What to work on:
Below is a listing. Gather each line of it that contains "bumper".

Material provided:
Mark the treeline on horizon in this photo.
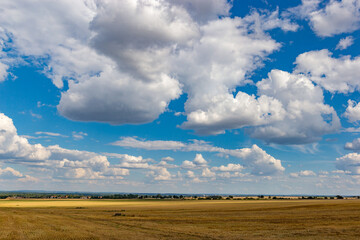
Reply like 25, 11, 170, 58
0, 192, 358, 200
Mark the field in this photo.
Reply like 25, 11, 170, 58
1, 199, 360, 239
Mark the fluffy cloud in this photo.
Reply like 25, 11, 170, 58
336, 153, 360, 174
112, 137, 285, 176
181, 160, 197, 169
336, 36, 355, 50
0, 112, 130, 180
201, 168, 216, 178
181, 153, 207, 169
344, 100, 360, 122
0, 167, 24, 179
228, 145, 284, 176
112, 137, 185, 150
147, 167, 172, 181
344, 138, 360, 151
249, 70, 340, 144
161, 156, 174, 162
289, 0, 360, 37
295, 49, 360, 93
106, 153, 154, 169
193, 153, 207, 166
290, 170, 316, 178
181, 93, 284, 135
0, 113, 51, 161
177, 15, 282, 135
212, 164, 244, 172
0, 0, 301, 135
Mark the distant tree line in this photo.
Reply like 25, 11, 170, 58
0, 192, 357, 200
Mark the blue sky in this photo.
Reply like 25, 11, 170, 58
1, 0, 360, 194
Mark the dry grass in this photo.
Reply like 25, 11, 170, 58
1, 199, 360, 239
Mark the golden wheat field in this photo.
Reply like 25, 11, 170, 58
1, 199, 360, 240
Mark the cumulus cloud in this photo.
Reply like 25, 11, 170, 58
0, 112, 130, 180
212, 164, 244, 172
336, 36, 355, 50
201, 168, 216, 178
147, 167, 172, 181
290, 170, 316, 178
336, 153, 360, 174
344, 100, 360, 122
111, 137, 185, 150
161, 156, 174, 162
0, 0, 302, 137
181, 160, 197, 169
345, 138, 360, 151
289, 0, 360, 37
181, 153, 208, 169
176, 14, 282, 135
193, 153, 207, 166
0, 113, 51, 161
228, 145, 284, 176
112, 137, 285, 175
185, 170, 196, 179
106, 153, 154, 169
249, 70, 340, 144
295, 49, 360, 93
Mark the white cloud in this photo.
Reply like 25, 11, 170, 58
193, 153, 207, 166
0, 166, 37, 182
290, 170, 316, 178
289, 0, 360, 37
181, 154, 207, 169
112, 137, 285, 176
336, 36, 354, 50
185, 170, 196, 179
0, 167, 23, 179
244, 8, 299, 32
0, 0, 300, 132
344, 100, 360, 122
342, 127, 360, 133
35, 132, 67, 137
249, 70, 340, 144
106, 153, 154, 169
111, 137, 185, 150
212, 164, 244, 172
0, 113, 51, 161
201, 168, 216, 178
345, 138, 360, 151
336, 153, 360, 174
295, 49, 360, 93
176, 14, 282, 135
147, 167, 172, 181
161, 156, 174, 162
0, 112, 130, 180
181, 92, 285, 135
228, 145, 284, 176
72, 131, 87, 140
181, 160, 197, 169
0, 62, 8, 82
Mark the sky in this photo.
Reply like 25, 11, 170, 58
1, 0, 360, 195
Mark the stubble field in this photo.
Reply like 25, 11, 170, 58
1, 199, 360, 239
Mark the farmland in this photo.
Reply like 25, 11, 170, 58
1, 199, 360, 239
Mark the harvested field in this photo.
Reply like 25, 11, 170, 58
1, 199, 360, 239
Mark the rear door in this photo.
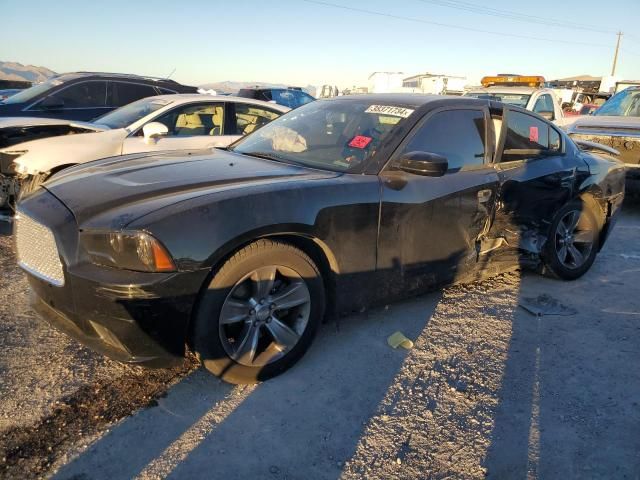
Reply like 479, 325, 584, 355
489, 107, 585, 256
121, 101, 232, 154
377, 107, 500, 289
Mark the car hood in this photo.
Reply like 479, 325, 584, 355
43, 149, 340, 228
2, 128, 127, 174
0, 116, 108, 131
568, 115, 640, 135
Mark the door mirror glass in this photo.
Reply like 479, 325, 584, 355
142, 121, 169, 144
40, 96, 65, 110
398, 151, 448, 177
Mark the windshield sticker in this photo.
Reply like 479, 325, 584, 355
365, 105, 414, 118
529, 126, 539, 142
348, 135, 373, 149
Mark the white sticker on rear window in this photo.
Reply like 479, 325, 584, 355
365, 105, 414, 118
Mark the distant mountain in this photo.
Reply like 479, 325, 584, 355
200, 80, 316, 96
0, 61, 56, 83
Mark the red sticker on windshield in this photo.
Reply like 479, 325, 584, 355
348, 135, 373, 149
529, 126, 539, 142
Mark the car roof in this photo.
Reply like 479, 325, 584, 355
144, 94, 291, 111
324, 93, 488, 108
50, 72, 185, 85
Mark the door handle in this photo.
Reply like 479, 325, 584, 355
477, 189, 492, 203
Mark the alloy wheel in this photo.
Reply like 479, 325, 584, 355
554, 209, 595, 270
218, 265, 311, 367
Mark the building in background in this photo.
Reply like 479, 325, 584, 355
367, 72, 405, 94
402, 73, 467, 95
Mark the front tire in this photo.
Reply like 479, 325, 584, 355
542, 201, 599, 280
192, 240, 325, 384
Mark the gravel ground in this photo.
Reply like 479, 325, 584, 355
0, 202, 639, 479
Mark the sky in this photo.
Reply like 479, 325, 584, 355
1, 0, 639, 89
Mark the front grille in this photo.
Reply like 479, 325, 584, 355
15, 213, 65, 286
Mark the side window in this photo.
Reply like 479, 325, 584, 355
151, 103, 225, 137
113, 82, 158, 107
157, 87, 177, 95
533, 94, 555, 119
398, 109, 486, 171
501, 110, 561, 162
234, 103, 280, 135
46, 81, 107, 108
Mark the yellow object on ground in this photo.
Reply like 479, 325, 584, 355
387, 332, 414, 350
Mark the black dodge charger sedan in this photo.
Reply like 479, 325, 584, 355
15, 94, 625, 384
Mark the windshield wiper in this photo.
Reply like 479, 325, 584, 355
241, 151, 287, 162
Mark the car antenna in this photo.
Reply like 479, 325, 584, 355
165, 67, 177, 80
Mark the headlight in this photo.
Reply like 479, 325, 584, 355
80, 231, 176, 272
0, 150, 27, 175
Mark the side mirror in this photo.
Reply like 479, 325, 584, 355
40, 96, 64, 110
142, 122, 169, 144
397, 151, 448, 177
539, 111, 554, 121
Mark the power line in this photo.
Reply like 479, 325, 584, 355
414, 0, 615, 34
303, 0, 613, 48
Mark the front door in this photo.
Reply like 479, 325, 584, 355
122, 102, 240, 154
377, 107, 499, 293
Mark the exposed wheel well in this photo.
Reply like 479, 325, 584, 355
264, 234, 337, 317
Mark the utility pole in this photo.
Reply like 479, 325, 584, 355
611, 31, 623, 76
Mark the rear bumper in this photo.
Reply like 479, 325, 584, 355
599, 191, 624, 250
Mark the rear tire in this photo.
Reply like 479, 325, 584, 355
192, 240, 325, 384
542, 200, 599, 280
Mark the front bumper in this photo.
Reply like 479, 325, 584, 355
18, 189, 210, 367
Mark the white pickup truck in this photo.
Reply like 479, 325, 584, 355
464, 75, 567, 127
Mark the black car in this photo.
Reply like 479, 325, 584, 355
0, 72, 197, 121
237, 86, 315, 109
16, 94, 625, 384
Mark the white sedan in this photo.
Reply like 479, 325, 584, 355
0, 94, 289, 204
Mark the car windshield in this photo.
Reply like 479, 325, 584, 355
1, 79, 63, 104
595, 89, 640, 117
92, 98, 171, 128
466, 92, 531, 108
231, 99, 414, 172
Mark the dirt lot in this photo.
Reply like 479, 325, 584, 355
0, 202, 639, 480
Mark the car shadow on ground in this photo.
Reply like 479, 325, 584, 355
483, 200, 640, 479
52, 206, 640, 479
53, 294, 442, 480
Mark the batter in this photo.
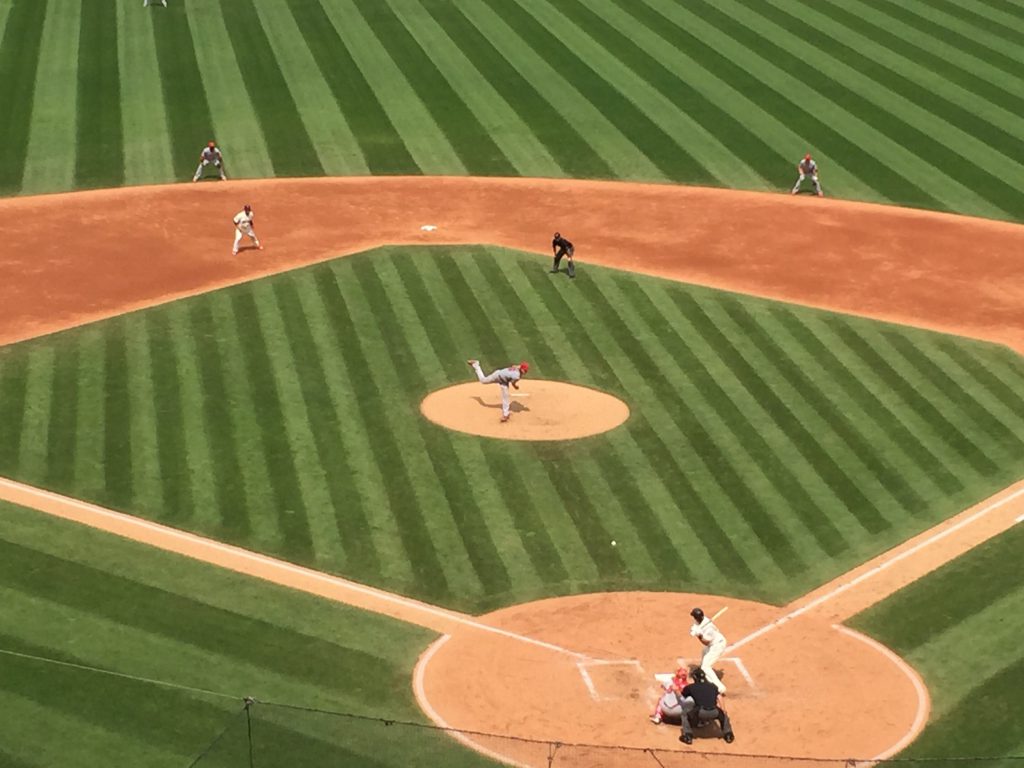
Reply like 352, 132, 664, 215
689, 607, 727, 694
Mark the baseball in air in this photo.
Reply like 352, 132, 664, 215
611, 540, 617, 547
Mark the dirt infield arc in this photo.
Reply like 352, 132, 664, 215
2, 177, 1024, 763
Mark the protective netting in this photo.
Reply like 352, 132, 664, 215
187, 701, 1024, 768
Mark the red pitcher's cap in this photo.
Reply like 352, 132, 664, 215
519, 361, 529, 374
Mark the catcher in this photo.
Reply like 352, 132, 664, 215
650, 667, 693, 725
193, 141, 227, 182
791, 153, 823, 197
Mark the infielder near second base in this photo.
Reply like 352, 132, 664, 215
232, 204, 263, 255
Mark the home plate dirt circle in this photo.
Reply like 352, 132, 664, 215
420, 380, 629, 440
414, 592, 927, 766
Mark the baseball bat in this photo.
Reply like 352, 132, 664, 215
710, 606, 728, 622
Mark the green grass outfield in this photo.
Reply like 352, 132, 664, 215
853, 520, 1024, 762
0, 499, 496, 768
1, 0, 1024, 220
1, 245, 1021, 613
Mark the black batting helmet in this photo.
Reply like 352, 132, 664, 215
690, 607, 704, 621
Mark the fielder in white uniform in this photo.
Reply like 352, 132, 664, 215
689, 607, 727, 694
791, 153, 823, 197
467, 360, 529, 422
232, 205, 263, 255
194, 141, 227, 182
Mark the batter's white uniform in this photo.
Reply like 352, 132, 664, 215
690, 617, 727, 693
232, 208, 262, 255
792, 156, 823, 197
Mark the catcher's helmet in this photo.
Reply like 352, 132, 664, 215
690, 607, 704, 621
519, 361, 530, 374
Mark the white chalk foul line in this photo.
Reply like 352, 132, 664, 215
728, 485, 1024, 654
0, 477, 585, 661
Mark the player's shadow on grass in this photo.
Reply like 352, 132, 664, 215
471, 397, 529, 413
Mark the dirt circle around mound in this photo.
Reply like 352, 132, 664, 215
420, 380, 629, 441
414, 592, 927, 765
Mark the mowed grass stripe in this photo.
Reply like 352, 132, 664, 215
0, 0, 47, 194
19, 2, 79, 195
894, 336, 1024, 457
717, 300, 895, 532
469, 254, 694, 584
75, 0, 123, 189
151, 3, 215, 181
227, 288, 314, 561
0, 687, 186, 768
456, 1, 661, 181
816, 0, 1024, 141
656, 0, 938, 210
553, 0, 774, 187
250, 280, 348, 569
283, 0, 417, 175
772, 309, 961, 498
122, 316, 164, 519
423, 2, 608, 180
628, 280, 848, 558
184, 0, 273, 180
321, 0, 464, 175
0, 351, 29, 474
72, 331, 104, 499
247, 1, 368, 176
313, 265, 449, 600
271, 276, 378, 573
218, 0, 322, 178
116, 0, 174, 185
821, 320, 995, 481
353, 0, 515, 177
384, 0, 561, 178
399, 256, 573, 585
101, 320, 133, 512
937, 340, 1024, 431
926, 0, 1024, 46
760, 0, 1024, 214
582, 271, 803, 577
187, 300, 250, 540
353, 255, 513, 596
144, 312, 192, 521
391, 252, 556, 585
43, 340, 78, 494
720, 0, 1007, 218
16, 346, 56, 485
292, 271, 406, 582
489, 0, 712, 185
517, 261, 751, 582
336, 257, 486, 600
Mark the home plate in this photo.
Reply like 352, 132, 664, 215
421, 224, 437, 231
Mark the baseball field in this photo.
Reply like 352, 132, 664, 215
0, 1, 1023, 766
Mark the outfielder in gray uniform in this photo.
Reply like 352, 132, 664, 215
791, 153, 823, 197
194, 141, 227, 182
467, 360, 530, 422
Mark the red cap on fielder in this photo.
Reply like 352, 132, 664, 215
208, 141, 216, 149
804, 153, 812, 161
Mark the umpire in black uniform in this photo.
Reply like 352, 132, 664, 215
679, 667, 735, 745
550, 232, 576, 278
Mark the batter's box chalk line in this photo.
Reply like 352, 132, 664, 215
576, 658, 644, 702
671, 656, 757, 689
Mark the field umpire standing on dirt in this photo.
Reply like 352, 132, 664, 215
550, 232, 576, 278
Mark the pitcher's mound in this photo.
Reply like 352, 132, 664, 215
421, 380, 629, 441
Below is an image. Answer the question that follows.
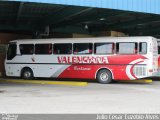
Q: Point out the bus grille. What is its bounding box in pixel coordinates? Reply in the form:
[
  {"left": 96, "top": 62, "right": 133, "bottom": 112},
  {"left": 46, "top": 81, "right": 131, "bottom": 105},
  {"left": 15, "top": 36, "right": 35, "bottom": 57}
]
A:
[{"left": 133, "top": 66, "right": 147, "bottom": 77}]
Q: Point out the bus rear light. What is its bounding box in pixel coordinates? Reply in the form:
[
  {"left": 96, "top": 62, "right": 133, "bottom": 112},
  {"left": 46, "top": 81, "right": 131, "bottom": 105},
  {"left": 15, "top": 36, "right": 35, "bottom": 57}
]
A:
[{"left": 149, "top": 69, "right": 153, "bottom": 72}]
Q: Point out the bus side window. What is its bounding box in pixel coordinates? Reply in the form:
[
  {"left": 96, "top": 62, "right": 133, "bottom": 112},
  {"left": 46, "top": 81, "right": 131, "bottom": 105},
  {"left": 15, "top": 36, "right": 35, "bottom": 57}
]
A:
[
  {"left": 48, "top": 44, "right": 52, "bottom": 54},
  {"left": 158, "top": 46, "right": 160, "bottom": 55},
  {"left": 73, "top": 43, "right": 92, "bottom": 54},
  {"left": 134, "top": 43, "right": 138, "bottom": 54},
  {"left": 116, "top": 42, "right": 137, "bottom": 54},
  {"left": 53, "top": 43, "right": 72, "bottom": 54},
  {"left": 35, "top": 44, "right": 52, "bottom": 55},
  {"left": 89, "top": 43, "right": 93, "bottom": 54},
  {"left": 94, "top": 43, "right": 114, "bottom": 54},
  {"left": 73, "top": 44, "right": 78, "bottom": 54},
  {"left": 112, "top": 43, "right": 115, "bottom": 53},
  {"left": 116, "top": 43, "right": 119, "bottom": 54},
  {"left": 139, "top": 42, "right": 147, "bottom": 54},
  {"left": 158, "top": 42, "right": 160, "bottom": 55},
  {"left": 20, "top": 44, "right": 34, "bottom": 55}
]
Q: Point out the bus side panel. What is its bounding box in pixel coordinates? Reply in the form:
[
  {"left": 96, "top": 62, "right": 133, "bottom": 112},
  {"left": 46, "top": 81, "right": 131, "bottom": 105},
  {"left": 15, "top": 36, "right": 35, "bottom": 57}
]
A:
[
  {"left": 5, "top": 64, "right": 21, "bottom": 77},
  {"left": 157, "top": 40, "right": 160, "bottom": 76},
  {"left": 58, "top": 65, "right": 131, "bottom": 80},
  {"left": 58, "top": 54, "right": 149, "bottom": 80},
  {"left": 156, "top": 54, "right": 160, "bottom": 76},
  {"left": 151, "top": 38, "right": 158, "bottom": 76},
  {"left": 5, "top": 54, "right": 149, "bottom": 80}
]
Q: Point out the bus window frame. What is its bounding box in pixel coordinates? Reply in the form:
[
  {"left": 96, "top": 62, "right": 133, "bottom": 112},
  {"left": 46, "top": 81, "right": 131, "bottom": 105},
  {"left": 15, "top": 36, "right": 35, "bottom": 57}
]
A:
[
  {"left": 53, "top": 43, "right": 72, "bottom": 55},
  {"left": 158, "top": 42, "right": 160, "bottom": 55},
  {"left": 116, "top": 42, "right": 138, "bottom": 55},
  {"left": 139, "top": 42, "right": 147, "bottom": 55},
  {"left": 7, "top": 43, "right": 17, "bottom": 60},
  {"left": 73, "top": 43, "right": 93, "bottom": 55},
  {"left": 94, "top": 42, "right": 115, "bottom": 55},
  {"left": 35, "top": 43, "right": 52, "bottom": 55},
  {"left": 19, "top": 44, "right": 34, "bottom": 55}
]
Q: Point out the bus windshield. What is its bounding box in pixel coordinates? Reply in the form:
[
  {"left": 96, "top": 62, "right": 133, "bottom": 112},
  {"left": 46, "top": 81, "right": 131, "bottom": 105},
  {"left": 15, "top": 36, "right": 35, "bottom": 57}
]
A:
[{"left": 7, "top": 44, "right": 17, "bottom": 60}]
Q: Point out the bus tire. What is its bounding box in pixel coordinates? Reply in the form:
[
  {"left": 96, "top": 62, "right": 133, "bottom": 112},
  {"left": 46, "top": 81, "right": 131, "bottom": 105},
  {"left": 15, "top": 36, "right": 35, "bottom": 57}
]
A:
[
  {"left": 21, "top": 68, "right": 34, "bottom": 80},
  {"left": 96, "top": 69, "right": 112, "bottom": 84}
]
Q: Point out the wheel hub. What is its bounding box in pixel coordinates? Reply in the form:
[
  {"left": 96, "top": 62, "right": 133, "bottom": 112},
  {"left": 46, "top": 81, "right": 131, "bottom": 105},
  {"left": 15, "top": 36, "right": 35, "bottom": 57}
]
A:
[
  {"left": 100, "top": 72, "right": 109, "bottom": 81},
  {"left": 24, "top": 71, "right": 31, "bottom": 78}
]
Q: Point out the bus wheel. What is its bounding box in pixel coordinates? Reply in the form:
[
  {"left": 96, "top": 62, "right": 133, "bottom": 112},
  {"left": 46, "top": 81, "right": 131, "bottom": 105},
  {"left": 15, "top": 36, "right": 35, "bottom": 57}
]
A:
[
  {"left": 97, "top": 69, "right": 112, "bottom": 84},
  {"left": 21, "top": 68, "right": 33, "bottom": 80}
]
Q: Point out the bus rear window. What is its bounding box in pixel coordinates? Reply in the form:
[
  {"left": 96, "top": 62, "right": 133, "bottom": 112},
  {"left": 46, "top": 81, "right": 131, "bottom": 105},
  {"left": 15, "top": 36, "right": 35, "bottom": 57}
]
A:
[
  {"left": 7, "top": 44, "right": 17, "bottom": 60},
  {"left": 94, "top": 43, "right": 114, "bottom": 54},
  {"left": 73, "top": 43, "right": 92, "bottom": 54},
  {"left": 139, "top": 42, "right": 147, "bottom": 54},
  {"left": 53, "top": 43, "right": 72, "bottom": 54},
  {"left": 116, "top": 42, "right": 138, "bottom": 54},
  {"left": 35, "top": 44, "right": 52, "bottom": 55},
  {"left": 20, "top": 44, "right": 34, "bottom": 55}
]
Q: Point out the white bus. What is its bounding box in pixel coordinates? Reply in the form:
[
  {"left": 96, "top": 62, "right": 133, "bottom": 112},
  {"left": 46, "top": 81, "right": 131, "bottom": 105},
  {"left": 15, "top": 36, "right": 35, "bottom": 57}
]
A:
[
  {"left": 157, "top": 39, "right": 160, "bottom": 76},
  {"left": 5, "top": 36, "right": 158, "bottom": 84}
]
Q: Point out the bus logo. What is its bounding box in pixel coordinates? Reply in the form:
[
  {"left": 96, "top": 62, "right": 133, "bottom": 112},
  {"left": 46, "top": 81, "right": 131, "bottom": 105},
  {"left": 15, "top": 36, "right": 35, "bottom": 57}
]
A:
[{"left": 58, "top": 56, "right": 109, "bottom": 64}]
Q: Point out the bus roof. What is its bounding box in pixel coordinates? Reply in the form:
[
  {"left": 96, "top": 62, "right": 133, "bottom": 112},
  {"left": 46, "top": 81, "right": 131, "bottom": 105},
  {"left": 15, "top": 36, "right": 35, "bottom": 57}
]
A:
[{"left": 10, "top": 36, "right": 156, "bottom": 44}]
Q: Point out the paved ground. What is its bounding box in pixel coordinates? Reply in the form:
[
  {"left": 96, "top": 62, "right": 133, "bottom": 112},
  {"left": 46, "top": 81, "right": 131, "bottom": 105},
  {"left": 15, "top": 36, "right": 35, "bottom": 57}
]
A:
[{"left": 0, "top": 80, "right": 160, "bottom": 114}]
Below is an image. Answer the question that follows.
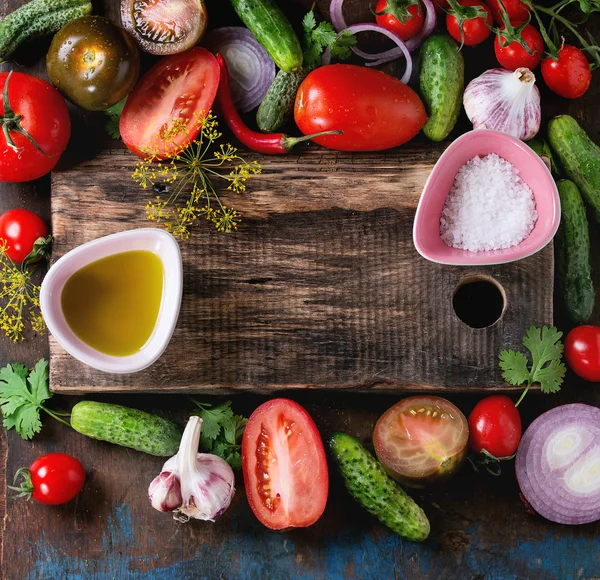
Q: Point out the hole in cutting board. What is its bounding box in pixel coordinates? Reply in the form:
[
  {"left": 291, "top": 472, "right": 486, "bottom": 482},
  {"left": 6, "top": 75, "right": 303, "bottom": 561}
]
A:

Response to this exercise:
Mark the rear bumper in this photo.
Mark the front bumper in this photo.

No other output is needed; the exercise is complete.